Given problem 1
Decide whether each statement below agrees with the recipe passage. Answer yes or no for each, quoting the passage's deciding words. (a) The eggs simmer for 9 minutes. (b) The tuna salad has to be made on the day it is served. (c) The carrots are soaked in warm water.
Given problem 2
According to the recipe passage, what do the olives and capers add to the deviled eggs?
Given problem 3
Write out the recipe passage from "Arrange the carrots" up to and including "curly and crunchy.".

Selected passage
=-=-=-=-=

Using a sharp paring knife, peel the grapefruit, removing all of the bitter white pith, then cut between the membranes to release the segments. Cut the grapefruit segments in half and squeeze the peel of the grapefruit over them to keep moist.

In a medium mixing bowl, combine the grapefruit segments and carrots, reserving the grapefruit juice for the grapefruit charmoula dressing.


In a small mixing bowl, whisk together the lemon juice, reserved grapefruit juice, charmoula and olive oil, season with salt and reserve.


Arrange the carrots and grapefruit segments on a large platter or individual plates. Drizzle a small amount of the charmoula dressing on top. Garnish with the radishes, parsley and a bit of the crunchy salt.

CHEF'S TIP: I will be honest with you: I can't bring myself to just serve the carrots thinly sliced. I typically soak them in ice water for an hour to help make them curly and crunchy.

Deviled Eggs with Preserved Tuna and Cumin Salt

Growing up, I loved eating hard-boiled eggs with olive oil and cumin salt, and that's where one of the inspirations for this dish came from. The other came from Niçoise salad, which is one of my favorite lunchtime snacks. The high-quality preserved tuna gets mixed with Niçoise olives, piquillo peppers, capers and tarragon and it tops the egg that gets seasoned with the cumin salt. The olives and capers add acidity and brininess, which balances the richness of the tuna.



6 ounces (170 g) high-quality preserved tuna in oil, drained
1 piquillo pepper, finely minced
6 Niçoise olives, pitted and finely minced
½ tbsp (4 g) finely minced capers
½ tbsp (5 g) finely minced shallot
½ tbsp (7 ml) good-quality red wine vinegar
1 ½ tbsp (23 ml) extra virgin olive oil, plus extra for garnish
Sea salt
Freshly ground black pepper
Tarragon leaves, as needed for garnish


8 eggs
¼ cup (63 g) mayonnaise, homemade or store-bought
¼ tsp mustard powder
2 tsp (10 ml) hot sauce, Frank's is recommended
Pinch of cayenne
1 tsp (5 ml) fresh lemon juice
Sea salt
Spice Salt made with cumin


In a medium bowl, gently toss the preserved tuna with the piquillo peppers, Niçoise olives, capers, shallot, red wine vinegar and olive oil, making sure to leave the tuna in larger chunks. Season with salt and pepper. Can be made a day in advance.


In a medium saucepan, cover the eggs with 1 inch (3 cm) of water and bring to a boil over moderately high heat, reduce the heat to moderate and simmer for 9 minutes. Drain the water and chill the eggs under cold running water in the sink, then peel them under running water and pat them dry with a towel.

Cut the eggs in half lengthwise, remove the yolks, transfer the yolks to a small bowl and mash well with a fork. Stir in the mayonnaise, mustard powder, hot sauce, cayenne and lemon juice. Season with salt and keep mashing until you have a smooth paste.

Season each egg white with a pinch of cumin salt and spoon some of the filling in the middle of the egg white, then top with a spoonful of the tuna salad. Transfer to a serving platter and garnish with the tarragon leaves and a drizzle of olive oil.

=-=-=-=-=

Dataset excerpt

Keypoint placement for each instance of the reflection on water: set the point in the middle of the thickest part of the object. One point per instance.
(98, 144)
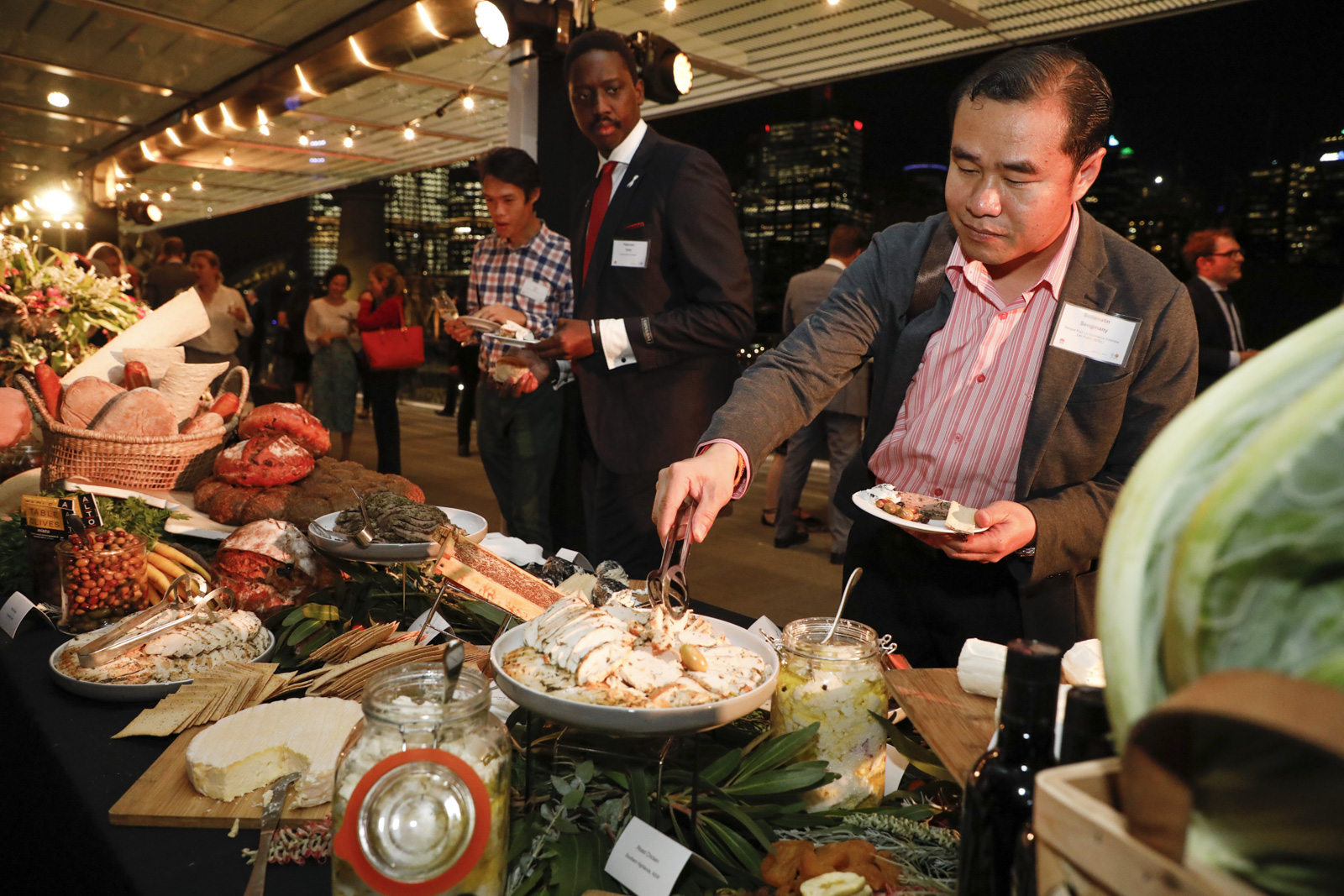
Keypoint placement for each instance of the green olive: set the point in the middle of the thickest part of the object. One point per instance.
(692, 658)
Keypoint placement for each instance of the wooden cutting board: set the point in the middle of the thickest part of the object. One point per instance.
(163, 797)
(956, 725)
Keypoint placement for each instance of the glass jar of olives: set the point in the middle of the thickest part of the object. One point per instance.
(102, 578)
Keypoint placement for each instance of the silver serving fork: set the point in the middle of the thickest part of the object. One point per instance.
(667, 584)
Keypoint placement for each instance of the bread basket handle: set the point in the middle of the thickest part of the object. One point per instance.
(1160, 757)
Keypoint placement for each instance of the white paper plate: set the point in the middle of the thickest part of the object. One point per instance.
(349, 550)
(510, 340)
(131, 694)
(480, 324)
(640, 723)
(867, 500)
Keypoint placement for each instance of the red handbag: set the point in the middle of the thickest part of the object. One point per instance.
(394, 348)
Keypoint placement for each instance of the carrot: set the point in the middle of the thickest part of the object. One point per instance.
(50, 387)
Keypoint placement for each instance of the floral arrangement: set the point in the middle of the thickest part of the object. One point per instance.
(50, 308)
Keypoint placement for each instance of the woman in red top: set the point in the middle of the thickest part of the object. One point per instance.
(381, 308)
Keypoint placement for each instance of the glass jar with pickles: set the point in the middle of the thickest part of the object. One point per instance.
(837, 684)
(421, 801)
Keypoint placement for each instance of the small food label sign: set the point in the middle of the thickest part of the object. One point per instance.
(645, 862)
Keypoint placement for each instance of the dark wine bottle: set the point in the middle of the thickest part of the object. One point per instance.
(1086, 726)
(996, 810)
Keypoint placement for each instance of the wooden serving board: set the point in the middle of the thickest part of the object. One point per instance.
(956, 725)
(163, 797)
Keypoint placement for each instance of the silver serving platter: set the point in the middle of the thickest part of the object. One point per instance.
(645, 721)
(413, 553)
(131, 694)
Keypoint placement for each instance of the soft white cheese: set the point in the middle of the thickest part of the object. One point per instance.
(257, 746)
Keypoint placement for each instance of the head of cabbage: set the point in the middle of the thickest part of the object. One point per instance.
(1226, 547)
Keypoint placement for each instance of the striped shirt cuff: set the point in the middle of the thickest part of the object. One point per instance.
(743, 479)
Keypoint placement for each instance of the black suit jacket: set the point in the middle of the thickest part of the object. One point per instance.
(687, 311)
(1086, 427)
(1215, 338)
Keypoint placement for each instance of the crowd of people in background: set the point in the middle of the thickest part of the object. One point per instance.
(638, 324)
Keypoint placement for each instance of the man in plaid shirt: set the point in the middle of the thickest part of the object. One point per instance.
(521, 275)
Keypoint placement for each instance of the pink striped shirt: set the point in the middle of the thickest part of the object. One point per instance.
(958, 432)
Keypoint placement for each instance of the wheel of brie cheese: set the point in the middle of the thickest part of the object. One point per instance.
(255, 747)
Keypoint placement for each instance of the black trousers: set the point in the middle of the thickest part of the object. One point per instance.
(618, 511)
(927, 600)
(381, 389)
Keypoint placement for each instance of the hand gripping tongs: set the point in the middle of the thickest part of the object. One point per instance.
(185, 600)
(667, 584)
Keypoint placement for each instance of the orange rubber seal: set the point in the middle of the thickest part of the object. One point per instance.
(346, 841)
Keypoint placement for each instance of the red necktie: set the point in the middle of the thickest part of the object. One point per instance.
(601, 197)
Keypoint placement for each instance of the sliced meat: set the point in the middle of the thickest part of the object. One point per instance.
(85, 398)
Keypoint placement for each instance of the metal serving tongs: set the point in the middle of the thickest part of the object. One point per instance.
(667, 584)
(186, 597)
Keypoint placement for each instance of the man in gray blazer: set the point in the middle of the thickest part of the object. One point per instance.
(1072, 345)
(840, 425)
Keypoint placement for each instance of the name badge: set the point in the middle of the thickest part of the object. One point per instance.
(1095, 335)
(535, 289)
(629, 253)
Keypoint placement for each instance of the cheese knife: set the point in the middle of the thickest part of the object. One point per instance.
(273, 804)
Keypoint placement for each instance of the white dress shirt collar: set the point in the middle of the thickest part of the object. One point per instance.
(625, 150)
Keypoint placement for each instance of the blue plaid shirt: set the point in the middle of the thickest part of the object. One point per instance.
(515, 277)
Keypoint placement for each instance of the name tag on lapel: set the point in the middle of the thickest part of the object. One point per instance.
(535, 289)
(629, 253)
(1095, 335)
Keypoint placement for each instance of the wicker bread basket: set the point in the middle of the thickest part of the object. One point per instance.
(159, 463)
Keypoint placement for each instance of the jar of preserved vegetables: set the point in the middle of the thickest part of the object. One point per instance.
(421, 801)
(837, 684)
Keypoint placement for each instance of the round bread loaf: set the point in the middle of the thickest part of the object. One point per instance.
(264, 461)
(284, 418)
(141, 411)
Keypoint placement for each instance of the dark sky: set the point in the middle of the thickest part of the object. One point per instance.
(1214, 92)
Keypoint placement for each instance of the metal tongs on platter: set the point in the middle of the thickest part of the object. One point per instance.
(667, 584)
(185, 600)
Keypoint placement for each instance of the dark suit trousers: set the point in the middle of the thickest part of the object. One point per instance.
(927, 600)
(381, 390)
(618, 511)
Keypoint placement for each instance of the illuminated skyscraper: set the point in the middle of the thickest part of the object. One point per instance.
(804, 181)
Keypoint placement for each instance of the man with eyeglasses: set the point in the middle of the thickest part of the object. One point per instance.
(1215, 257)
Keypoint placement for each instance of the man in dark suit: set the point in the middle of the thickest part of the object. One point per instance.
(1025, 356)
(663, 301)
(839, 427)
(1215, 258)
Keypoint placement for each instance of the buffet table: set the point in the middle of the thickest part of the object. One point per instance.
(66, 773)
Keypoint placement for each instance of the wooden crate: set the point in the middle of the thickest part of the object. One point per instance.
(1084, 848)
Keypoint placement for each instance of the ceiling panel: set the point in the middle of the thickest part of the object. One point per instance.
(779, 43)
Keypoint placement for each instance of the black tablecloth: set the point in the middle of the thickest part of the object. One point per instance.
(62, 773)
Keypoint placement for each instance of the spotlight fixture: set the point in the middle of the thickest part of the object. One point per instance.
(664, 69)
(141, 212)
(503, 22)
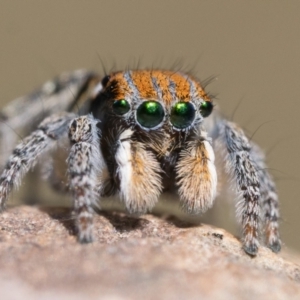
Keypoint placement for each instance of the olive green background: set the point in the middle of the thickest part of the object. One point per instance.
(251, 48)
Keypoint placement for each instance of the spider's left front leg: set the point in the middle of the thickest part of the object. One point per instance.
(196, 175)
(85, 163)
(243, 170)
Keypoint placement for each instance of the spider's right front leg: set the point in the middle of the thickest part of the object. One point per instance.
(84, 165)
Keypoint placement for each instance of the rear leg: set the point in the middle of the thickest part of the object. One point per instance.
(26, 154)
(270, 203)
(85, 163)
(23, 114)
(242, 168)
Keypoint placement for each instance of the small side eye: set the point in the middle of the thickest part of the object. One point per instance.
(121, 107)
(182, 115)
(105, 80)
(150, 114)
(206, 108)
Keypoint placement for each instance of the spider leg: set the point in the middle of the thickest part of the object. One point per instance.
(196, 175)
(270, 201)
(242, 169)
(85, 163)
(139, 174)
(23, 114)
(26, 154)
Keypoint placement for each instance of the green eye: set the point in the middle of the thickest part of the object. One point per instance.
(150, 114)
(182, 115)
(206, 108)
(121, 107)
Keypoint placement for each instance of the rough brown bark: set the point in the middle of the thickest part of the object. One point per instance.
(133, 258)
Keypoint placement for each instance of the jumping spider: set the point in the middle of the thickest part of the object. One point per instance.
(138, 133)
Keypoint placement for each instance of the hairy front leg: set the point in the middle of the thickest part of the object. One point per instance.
(196, 175)
(139, 174)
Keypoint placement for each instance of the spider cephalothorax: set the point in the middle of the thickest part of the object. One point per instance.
(146, 131)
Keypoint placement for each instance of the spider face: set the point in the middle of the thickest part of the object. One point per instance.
(153, 99)
(163, 110)
(137, 134)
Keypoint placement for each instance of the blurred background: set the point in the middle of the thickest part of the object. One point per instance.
(250, 48)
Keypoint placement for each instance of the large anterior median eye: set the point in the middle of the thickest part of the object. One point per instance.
(206, 108)
(150, 114)
(182, 115)
(121, 107)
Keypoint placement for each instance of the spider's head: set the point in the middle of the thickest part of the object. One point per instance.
(153, 99)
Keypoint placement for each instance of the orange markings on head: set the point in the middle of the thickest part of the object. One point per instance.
(143, 81)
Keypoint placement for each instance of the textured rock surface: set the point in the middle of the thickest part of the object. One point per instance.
(133, 258)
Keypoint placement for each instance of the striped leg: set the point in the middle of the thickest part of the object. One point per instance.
(84, 164)
(26, 154)
(239, 164)
(270, 203)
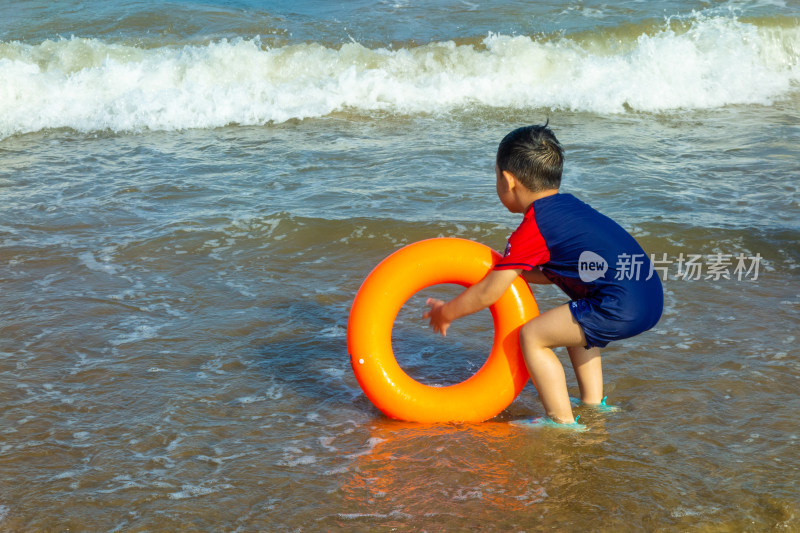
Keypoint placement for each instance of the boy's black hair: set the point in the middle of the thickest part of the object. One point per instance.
(534, 156)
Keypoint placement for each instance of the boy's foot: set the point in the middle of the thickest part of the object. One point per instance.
(544, 421)
(601, 407)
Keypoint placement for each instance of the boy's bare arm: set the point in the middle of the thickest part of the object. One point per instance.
(473, 299)
(536, 276)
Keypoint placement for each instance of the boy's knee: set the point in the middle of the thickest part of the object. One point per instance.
(529, 335)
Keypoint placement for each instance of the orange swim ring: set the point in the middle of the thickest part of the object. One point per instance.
(369, 334)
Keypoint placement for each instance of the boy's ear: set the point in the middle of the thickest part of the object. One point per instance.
(510, 180)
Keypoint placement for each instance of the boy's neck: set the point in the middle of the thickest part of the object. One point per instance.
(531, 196)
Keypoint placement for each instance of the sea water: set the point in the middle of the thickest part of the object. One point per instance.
(192, 194)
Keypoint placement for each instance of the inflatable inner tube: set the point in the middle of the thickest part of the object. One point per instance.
(369, 334)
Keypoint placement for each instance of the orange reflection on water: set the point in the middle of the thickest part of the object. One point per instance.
(425, 470)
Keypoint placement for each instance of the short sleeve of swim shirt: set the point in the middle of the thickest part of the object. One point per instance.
(526, 248)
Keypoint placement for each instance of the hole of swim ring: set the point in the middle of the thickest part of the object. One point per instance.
(435, 360)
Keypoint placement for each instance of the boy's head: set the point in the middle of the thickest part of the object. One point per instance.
(534, 156)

=-=-=-=-=

Problem solution 1
(a) Yes: "reduce the heat to moderate and simmer for 9 minutes"
(b) No: "Can be made a day in advance."
(c) No: "I typically soak them in ice water for an hour"

Problem solution 2
They add acidity and brininess, which balances the richness of the tuna.

Problem solution 3
Arrange the carrots and grapefruit segments on a large platter or individual plates. Drizzle a small amount of the charmoula dressing on top. Garnish with the radishes, parsley and a bit of the crunchy salt.

CHEF'S TIP: I will be honest with you: I can't bring myself to just serve the carrots thinly sliced. I typically soak them in ice water for an hour to help make them curly and crunchy.